:: Extracted records
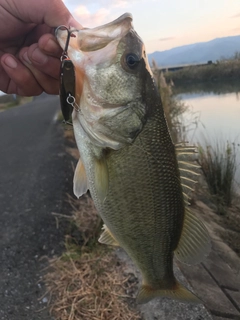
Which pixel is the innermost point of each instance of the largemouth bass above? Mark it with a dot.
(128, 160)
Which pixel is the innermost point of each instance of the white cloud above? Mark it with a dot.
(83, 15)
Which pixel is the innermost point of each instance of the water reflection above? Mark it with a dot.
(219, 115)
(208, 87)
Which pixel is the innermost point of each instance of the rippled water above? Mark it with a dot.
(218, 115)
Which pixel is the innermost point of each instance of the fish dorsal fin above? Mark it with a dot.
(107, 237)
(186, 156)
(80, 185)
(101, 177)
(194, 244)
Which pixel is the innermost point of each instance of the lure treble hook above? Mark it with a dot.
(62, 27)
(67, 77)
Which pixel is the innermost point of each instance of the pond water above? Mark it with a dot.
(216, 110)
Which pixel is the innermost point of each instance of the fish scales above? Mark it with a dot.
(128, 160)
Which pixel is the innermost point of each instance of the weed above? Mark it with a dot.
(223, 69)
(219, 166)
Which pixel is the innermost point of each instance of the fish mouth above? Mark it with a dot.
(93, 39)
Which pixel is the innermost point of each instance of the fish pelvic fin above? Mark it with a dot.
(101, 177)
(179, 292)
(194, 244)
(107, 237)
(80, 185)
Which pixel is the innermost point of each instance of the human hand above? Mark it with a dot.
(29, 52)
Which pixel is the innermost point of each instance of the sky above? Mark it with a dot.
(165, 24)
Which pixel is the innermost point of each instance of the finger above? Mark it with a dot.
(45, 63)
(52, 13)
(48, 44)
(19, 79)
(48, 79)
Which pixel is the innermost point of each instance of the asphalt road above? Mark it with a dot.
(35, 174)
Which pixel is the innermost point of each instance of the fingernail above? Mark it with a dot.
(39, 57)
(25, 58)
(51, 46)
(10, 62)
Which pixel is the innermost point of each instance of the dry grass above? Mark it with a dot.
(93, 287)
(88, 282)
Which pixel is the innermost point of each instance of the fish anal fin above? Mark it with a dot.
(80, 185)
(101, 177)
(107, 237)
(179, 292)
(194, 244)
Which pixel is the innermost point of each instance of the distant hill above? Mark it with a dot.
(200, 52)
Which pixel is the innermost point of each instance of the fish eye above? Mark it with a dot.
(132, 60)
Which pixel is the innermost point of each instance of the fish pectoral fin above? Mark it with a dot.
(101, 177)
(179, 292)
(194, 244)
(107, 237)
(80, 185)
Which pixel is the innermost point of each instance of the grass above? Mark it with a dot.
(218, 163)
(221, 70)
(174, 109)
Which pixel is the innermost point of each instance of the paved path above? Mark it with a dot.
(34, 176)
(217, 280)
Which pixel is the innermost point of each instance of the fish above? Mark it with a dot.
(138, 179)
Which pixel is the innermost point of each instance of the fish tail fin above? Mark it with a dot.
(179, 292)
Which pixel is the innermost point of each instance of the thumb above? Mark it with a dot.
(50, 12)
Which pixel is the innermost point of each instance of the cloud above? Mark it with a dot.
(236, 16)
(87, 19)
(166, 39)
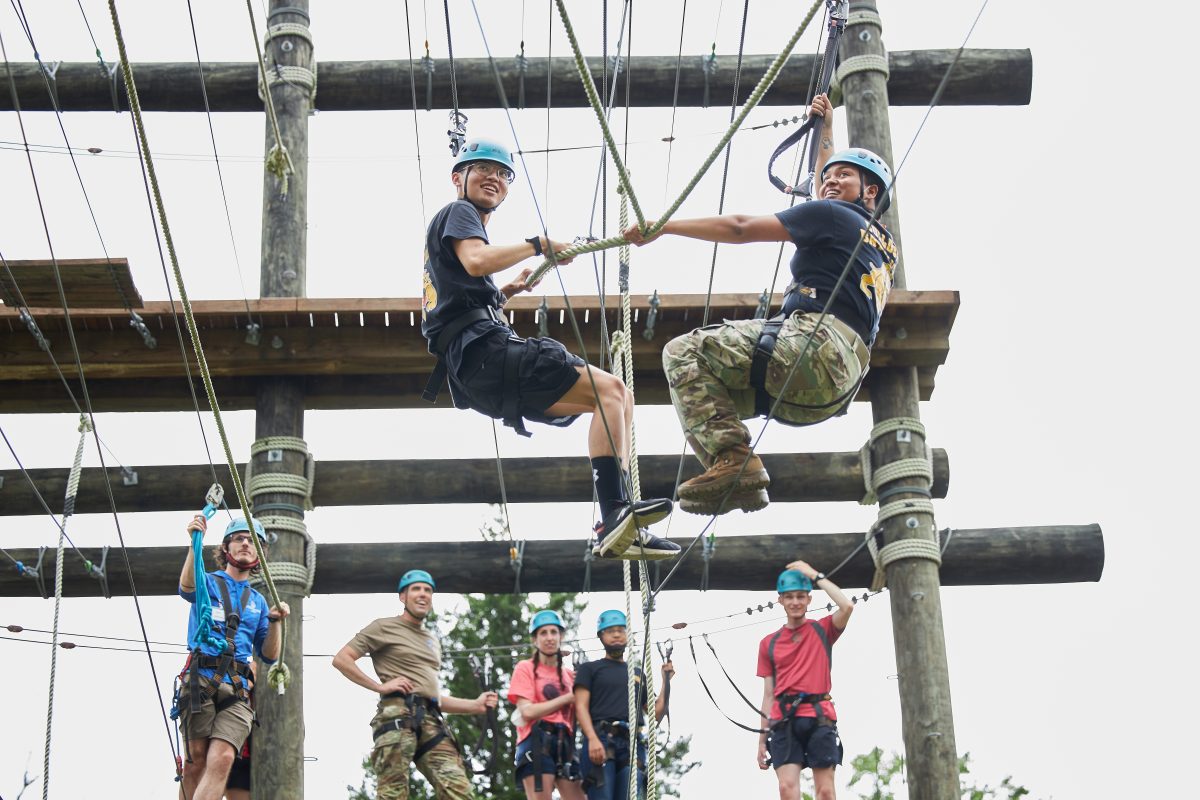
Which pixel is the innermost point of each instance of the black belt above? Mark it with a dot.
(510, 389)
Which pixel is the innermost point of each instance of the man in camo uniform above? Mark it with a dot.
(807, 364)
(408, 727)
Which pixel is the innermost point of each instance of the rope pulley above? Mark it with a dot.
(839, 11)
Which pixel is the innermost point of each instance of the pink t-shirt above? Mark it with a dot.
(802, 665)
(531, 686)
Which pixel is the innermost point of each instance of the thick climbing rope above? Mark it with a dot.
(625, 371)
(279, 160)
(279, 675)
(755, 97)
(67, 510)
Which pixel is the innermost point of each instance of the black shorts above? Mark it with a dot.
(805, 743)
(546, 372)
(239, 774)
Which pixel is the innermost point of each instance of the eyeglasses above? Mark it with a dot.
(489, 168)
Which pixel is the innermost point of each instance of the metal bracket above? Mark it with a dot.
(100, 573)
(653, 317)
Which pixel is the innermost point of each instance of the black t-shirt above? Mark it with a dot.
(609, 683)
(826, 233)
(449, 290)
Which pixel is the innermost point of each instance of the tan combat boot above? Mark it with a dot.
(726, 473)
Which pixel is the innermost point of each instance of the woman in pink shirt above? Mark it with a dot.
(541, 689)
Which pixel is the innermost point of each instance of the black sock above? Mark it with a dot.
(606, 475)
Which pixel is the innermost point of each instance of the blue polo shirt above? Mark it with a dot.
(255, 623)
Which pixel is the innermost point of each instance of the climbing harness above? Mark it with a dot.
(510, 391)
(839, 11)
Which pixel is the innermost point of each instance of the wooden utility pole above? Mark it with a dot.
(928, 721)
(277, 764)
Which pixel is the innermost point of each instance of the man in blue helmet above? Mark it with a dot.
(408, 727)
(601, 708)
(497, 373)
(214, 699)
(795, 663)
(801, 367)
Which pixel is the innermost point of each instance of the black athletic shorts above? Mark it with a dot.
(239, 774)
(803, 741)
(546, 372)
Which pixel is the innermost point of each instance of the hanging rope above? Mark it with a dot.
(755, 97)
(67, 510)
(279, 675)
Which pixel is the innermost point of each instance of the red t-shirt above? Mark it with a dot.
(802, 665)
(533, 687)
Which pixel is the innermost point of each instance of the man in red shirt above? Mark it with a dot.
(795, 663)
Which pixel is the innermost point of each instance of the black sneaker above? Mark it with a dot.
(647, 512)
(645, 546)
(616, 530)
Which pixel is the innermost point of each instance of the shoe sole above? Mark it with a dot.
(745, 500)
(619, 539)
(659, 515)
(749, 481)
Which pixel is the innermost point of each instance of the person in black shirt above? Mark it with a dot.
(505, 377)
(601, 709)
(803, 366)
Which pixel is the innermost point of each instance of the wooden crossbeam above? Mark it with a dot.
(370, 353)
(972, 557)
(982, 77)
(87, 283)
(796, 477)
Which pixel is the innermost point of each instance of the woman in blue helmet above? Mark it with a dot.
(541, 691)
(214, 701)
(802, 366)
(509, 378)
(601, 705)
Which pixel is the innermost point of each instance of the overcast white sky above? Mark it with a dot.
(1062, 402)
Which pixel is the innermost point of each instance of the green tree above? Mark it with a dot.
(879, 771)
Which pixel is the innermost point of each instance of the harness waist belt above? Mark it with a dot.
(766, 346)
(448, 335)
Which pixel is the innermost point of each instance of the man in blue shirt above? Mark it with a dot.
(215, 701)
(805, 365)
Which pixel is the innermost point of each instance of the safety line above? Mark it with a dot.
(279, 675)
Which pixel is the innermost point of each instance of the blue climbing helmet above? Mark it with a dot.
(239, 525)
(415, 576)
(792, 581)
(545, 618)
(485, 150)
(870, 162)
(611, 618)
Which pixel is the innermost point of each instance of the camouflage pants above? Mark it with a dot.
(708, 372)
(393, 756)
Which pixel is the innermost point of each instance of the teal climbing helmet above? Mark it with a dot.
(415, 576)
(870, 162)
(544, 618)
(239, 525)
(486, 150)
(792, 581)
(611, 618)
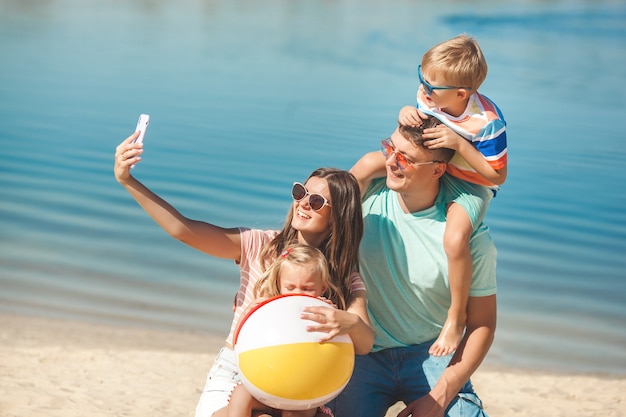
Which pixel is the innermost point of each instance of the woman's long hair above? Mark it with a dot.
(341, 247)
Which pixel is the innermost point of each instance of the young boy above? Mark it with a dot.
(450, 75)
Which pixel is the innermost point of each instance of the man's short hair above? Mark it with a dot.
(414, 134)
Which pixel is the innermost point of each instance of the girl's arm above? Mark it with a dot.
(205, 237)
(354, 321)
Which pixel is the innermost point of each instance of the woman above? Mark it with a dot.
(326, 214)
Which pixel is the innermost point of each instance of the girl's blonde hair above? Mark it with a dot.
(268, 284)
::::
Problem requirements —
Could you copy out all of the lines above word for word, leaving out the pictures?

Response to this exercise —
Which pixel is the innermost point of each instance of the largemouth bass above? Mark it with a dot.
(128, 160)
Which pixel is the innermost point of each instance of the white cloud above? Mark it with a dot.
(83, 15)
Which pixel is the innermost point of each instance of the water reflection above? Mark it with a dot.
(219, 115)
(208, 87)
Which pixel is the innermost point of each instance of the rippled water above? Mark it with a dot.
(218, 115)
Which pixel is the innermost point of each instance of the fish dorsal fin above? Mark it with a dot.
(107, 237)
(186, 156)
(80, 185)
(101, 177)
(194, 244)
Which pixel is the innermost point of each instance of the lure treble hook above? Mark it with a dot.
(62, 27)
(67, 77)
Which pixel is the innermost point of each instance of the pond water above? Mark it with a dot.
(216, 110)
Which pixel is the innermost point of each instance of the fish scales above? Mark it with a dot.
(128, 160)
Which pixel is the innermost point of each instance of the weed above? Mark it with a dot.
(223, 69)
(219, 166)
Which pixel is the innermost point of each instance of the fish mouth above? Mark it with a dot.
(93, 39)
Which pixel is the innermost point of each instance of the fish pelvic fin above? Mark it with a dot.
(101, 177)
(179, 292)
(194, 244)
(107, 237)
(80, 185)
Which pixel is the innermost point of each instance of the human hand above? Mark it with a dot.
(29, 52)
Which pixel is the innermost point of each instance of the sky above? Mark it with a dot.
(165, 24)
Which pixel is the innermost point of each instance of the finger above? Mark it with a dot.
(45, 63)
(52, 13)
(48, 44)
(19, 79)
(48, 79)
Which pixel is the innermost point of each instance of the asphalt road above? Mark it with a dot.
(35, 174)
Which pixel is the innermost point of each instance of the fingernail above? Mark it with a dot.
(39, 57)
(25, 58)
(51, 46)
(10, 62)
Which pixel is the innermost point of each instance of the dry grass above? Mark it with a dot.
(93, 287)
(88, 282)
Which pixel is the innermost point of each instance of the fish anal fin above? Mark it with a dot.
(80, 185)
(101, 177)
(107, 237)
(179, 292)
(194, 244)
Which pixel is the innermost point of each instance of the distant hill above? Mark it with a dot.
(200, 52)
Which pixel is the innermost point of each instance of the fish eye above? Mark it with a dot.
(132, 60)
Which pixel is the innermost point of each instance of the fish pectoral fin above? Mark it with a dot.
(101, 177)
(179, 292)
(194, 244)
(107, 237)
(80, 185)
Which pixel is the innermost point of each instance of the grass above? Mark it with a dot.
(218, 163)
(221, 70)
(174, 109)
Which pixel is the innermost point of each instance of the paved path above? Mark it with a dot.
(34, 176)
(217, 280)
Which pixel is the innermost point of each instance of the fish above? Mark it with a dot.
(138, 179)
Which pixel is the innermost point of each instance of the fish tail fin above? Mark it with a dot.
(179, 292)
Which pixel is the innermost point of each instance of the thumb above? Mark it with a dot.
(50, 12)
Which pixel is the innermost point of each instance of the cloud above? Mark it with a dot.
(236, 16)
(87, 19)
(166, 39)
Which pixel is the innermost point of each instance of the black belt above? Mark it with a dot.
(510, 389)
Which pixel is the innermost point of each instance of the man in camo uniform above? Mark it with a dot.
(807, 364)
(408, 727)
Which pixel is the innermost point of each instance of the rope pulley above? Mark it with a dot.
(839, 11)
Which pixel is the innermost point of each instance of the pink t-shirt above? Mark it with a dot.
(802, 665)
(531, 686)
Which pixel is the innermost point of each instance of the thick climbing rope above? Mark it with a dot.
(625, 371)
(279, 160)
(279, 675)
(755, 97)
(67, 510)
Which pixel is the innermost point of each instance of the black shorts above? Mark it with a dot.
(805, 743)
(546, 372)
(239, 774)
Which pixel is the innermost point of each instance of the eyeglasses above? Mark it with a dot.
(489, 168)
Which pixel is the innermost point of each instance of the metal bracket above? Mark it with a dot.
(100, 573)
(653, 317)
Which pixel is the innermost point of each instance of the black t-shirt above? Mark it with a dot.
(609, 683)
(826, 233)
(449, 290)
Which pixel is the innermost point of each instance of the tan combat boot above? Mark it with a dot.
(726, 473)
Which pixel is the innermost point of each instance of the woman in pink shirt above? Mark it with a dot.
(541, 689)
Which pixel is the innermost point of each instance of the black sock above? Mark it with a dot.
(606, 475)
Which pixel is the innermost point of each instance of the blue polo shirt above? Mark it with a dot.
(255, 623)
Which pixel is the innermost point of each instance of the climbing harness above? Mark it with a dot.
(510, 391)
(839, 11)
Which pixel is the innermost point of each instance of the wooden utility pole above? Mark it with a dot.
(928, 721)
(277, 764)
Which pixel is the innermost point of each instance of the man in blue helmet above? Mark it with a dot.
(408, 727)
(601, 708)
(497, 373)
(214, 699)
(795, 663)
(801, 367)
Which pixel is the innermost point of each instance of the black athletic shorts above? Mark it with a dot.
(239, 774)
(803, 741)
(546, 372)
Which pixel is the innermost point of each instance of the hanging rope above? Mark it with a dot.
(755, 97)
(67, 510)
(279, 675)
Which pixel is the innermost point of each instance of the red t-shirt above? Mark it with a dot.
(802, 665)
(533, 687)
Which pixel is the innermost point of each instance of the man in red shirt above? Mark it with a dot.
(795, 663)
Which pixel is the innermost point of each instance of the black sneaker above? Mark it with a dot.
(647, 512)
(645, 546)
(616, 530)
Which pixel is the innermost point of each instance of the shoe sole above? Mark it with a dot.
(745, 500)
(619, 539)
(659, 515)
(749, 481)
Which pixel is the innermost point of each instance of the person in black shirt above? Mark it with a dot.
(505, 377)
(601, 709)
(803, 366)
Which pixel is the innermost point of each instance of the wooden crossbeam above? Mark it with a dot.
(370, 353)
(972, 557)
(982, 77)
(87, 283)
(796, 477)
Which pixel is the innermost point of each instance of the woman in blue helmet above? Mark it with a dot.
(541, 691)
(214, 701)
(802, 366)
(509, 378)
(601, 705)
Which pixel is the innermost point of each instance of the overcast white sky above? Mark it with a dot.
(1062, 402)
Which pixel is the innermost point of each instance of the green tree above? Mark it with a dot.
(879, 771)
Which pixel is the innermost point of each instance of the harness waist belt above? Mark it with a dot.
(766, 346)
(448, 335)
Which pixel is the innermost point of each instance of the man in blue shirt above? Mark it with a dot.
(215, 701)
(805, 365)
Which pixel is the innermost point of each instance of the safety line above? Mark it with a dot.
(279, 675)
Which pixel is the innermost point of each instance of the blue climbing helmet above? Mark it with a dot.
(239, 525)
(415, 576)
(792, 581)
(545, 618)
(485, 150)
(870, 162)
(611, 618)
Which pixel is the innermost point of each instance of the camouflage pants above? Mark it with a dot.
(708, 372)
(393, 756)
Which pixel is the innermost point of each instance of the teal climbing helmet above? Mark it with a dot.
(415, 576)
(870, 162)
(544, 618)
(239, 525)
(486, 150)
(792, 581)
(611, 618)
Which pixel is the innermost point of each instance of the woman's long hair above? Mark it with a dot.
(341, 247)
Which pixel is the innermost point of each instance of the young boy above? Mark it with a dot.
(450, 75)
Which pixel is the innermost point of each instance of the man's short hair above? Mark it with a dot.
(414, 134)
Which pixel is the innermost point of each instance of the girl's arm above? Mark it with a dot.
(205, 237)
(354, 321)
Which pixel is the innermost point of each instance of the woman above? Mark it with a dot.
(326, 214)
Which pixel is the innermost point of each instance of the girl's blonde hair above? Mark it with a dot.
(268, 284)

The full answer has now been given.